Record excerpts |
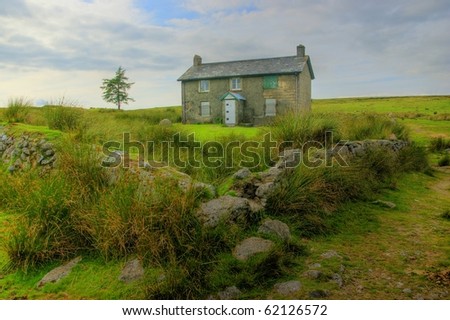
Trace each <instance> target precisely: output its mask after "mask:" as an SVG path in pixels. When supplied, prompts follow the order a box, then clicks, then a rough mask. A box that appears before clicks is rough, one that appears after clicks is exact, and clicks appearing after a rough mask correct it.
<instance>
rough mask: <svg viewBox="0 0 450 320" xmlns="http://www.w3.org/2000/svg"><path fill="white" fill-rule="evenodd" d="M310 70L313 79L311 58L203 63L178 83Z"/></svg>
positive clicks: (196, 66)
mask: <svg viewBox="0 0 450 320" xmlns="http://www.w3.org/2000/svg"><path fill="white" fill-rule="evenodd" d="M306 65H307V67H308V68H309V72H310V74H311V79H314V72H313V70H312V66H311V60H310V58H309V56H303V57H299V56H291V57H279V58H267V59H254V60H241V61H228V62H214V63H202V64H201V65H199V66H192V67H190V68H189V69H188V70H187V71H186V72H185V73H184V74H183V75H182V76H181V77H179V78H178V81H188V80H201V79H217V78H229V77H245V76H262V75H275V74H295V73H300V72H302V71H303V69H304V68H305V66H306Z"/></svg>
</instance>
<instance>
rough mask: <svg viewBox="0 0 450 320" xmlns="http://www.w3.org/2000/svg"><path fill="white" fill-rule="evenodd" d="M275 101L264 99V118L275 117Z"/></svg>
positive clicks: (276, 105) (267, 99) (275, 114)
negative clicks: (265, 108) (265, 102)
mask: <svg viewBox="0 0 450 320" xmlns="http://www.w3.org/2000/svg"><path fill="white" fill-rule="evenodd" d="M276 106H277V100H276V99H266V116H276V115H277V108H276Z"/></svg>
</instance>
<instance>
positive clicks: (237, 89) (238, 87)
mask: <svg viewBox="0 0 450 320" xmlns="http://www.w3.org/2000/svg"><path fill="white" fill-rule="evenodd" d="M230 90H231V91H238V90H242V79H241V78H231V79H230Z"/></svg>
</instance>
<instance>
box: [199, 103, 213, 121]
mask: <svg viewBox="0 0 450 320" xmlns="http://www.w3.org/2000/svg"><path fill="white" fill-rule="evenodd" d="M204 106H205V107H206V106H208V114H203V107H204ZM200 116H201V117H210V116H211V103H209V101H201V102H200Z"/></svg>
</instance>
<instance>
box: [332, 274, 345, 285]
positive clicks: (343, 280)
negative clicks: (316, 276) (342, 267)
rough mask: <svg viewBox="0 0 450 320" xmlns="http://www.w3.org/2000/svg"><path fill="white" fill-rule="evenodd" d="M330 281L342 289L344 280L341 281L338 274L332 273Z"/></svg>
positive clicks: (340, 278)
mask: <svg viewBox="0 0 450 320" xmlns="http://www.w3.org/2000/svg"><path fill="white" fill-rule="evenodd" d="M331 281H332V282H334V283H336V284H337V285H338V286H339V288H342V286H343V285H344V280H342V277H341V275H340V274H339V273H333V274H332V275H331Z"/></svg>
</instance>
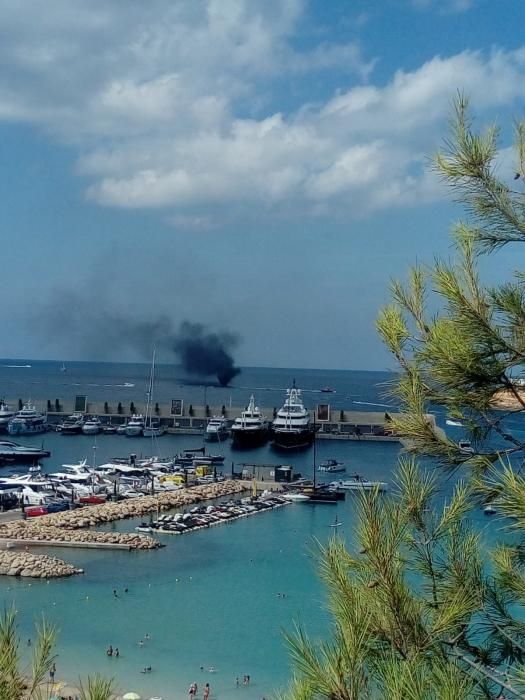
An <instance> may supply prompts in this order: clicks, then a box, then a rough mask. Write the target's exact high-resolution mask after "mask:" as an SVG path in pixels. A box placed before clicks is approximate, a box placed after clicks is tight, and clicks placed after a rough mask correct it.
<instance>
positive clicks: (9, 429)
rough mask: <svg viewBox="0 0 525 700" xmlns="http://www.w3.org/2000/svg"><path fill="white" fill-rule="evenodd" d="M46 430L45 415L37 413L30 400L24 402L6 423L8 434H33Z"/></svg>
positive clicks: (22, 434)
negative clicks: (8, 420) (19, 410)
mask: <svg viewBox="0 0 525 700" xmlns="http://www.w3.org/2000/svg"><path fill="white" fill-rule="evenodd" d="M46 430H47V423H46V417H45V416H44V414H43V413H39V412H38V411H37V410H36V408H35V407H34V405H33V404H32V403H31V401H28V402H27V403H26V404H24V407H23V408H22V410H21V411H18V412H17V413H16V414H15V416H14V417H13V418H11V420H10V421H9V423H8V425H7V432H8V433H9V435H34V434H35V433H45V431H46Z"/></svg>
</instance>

Action item |
Once the line with "430L45 415L37 413L30" is found, write out that line and every one after it through the last line of the records, exactly and with nothing else.

Exercise response |
rough mask: <svg viewBox="0 0 525 700" xmlns="http://www.w3.org/2000/svg"><path fill="white" fill-rule="evenodd" d="M46 430L45 415L37 413L30 400L24 402L6 423L8 434H33Z"/></svg>
positive clicks: (22, 434)
negative clicks: (8, 420) (19, 410)
mask: <svg viewBox="0 0 525 700" xmlns="http://www.w3.org/2000/svg"><path fill="white" fill-rule="evenodd" d="M46 430H47V423H46V417H45V416H44V414H43V413H39V412H38V411H37V410H36V408H35V407H34V405H33V404H32V403H31V401H28V402H27V403H26V404H24V407H23V408H22V410H21V411H18V412H17V413H16V414H15V416H14V417H13V418H11V420H10V421H9V423H8V425H7V432H8V433H9V435H34V434H35V433H45V431H46Z"/></svg>
</instance>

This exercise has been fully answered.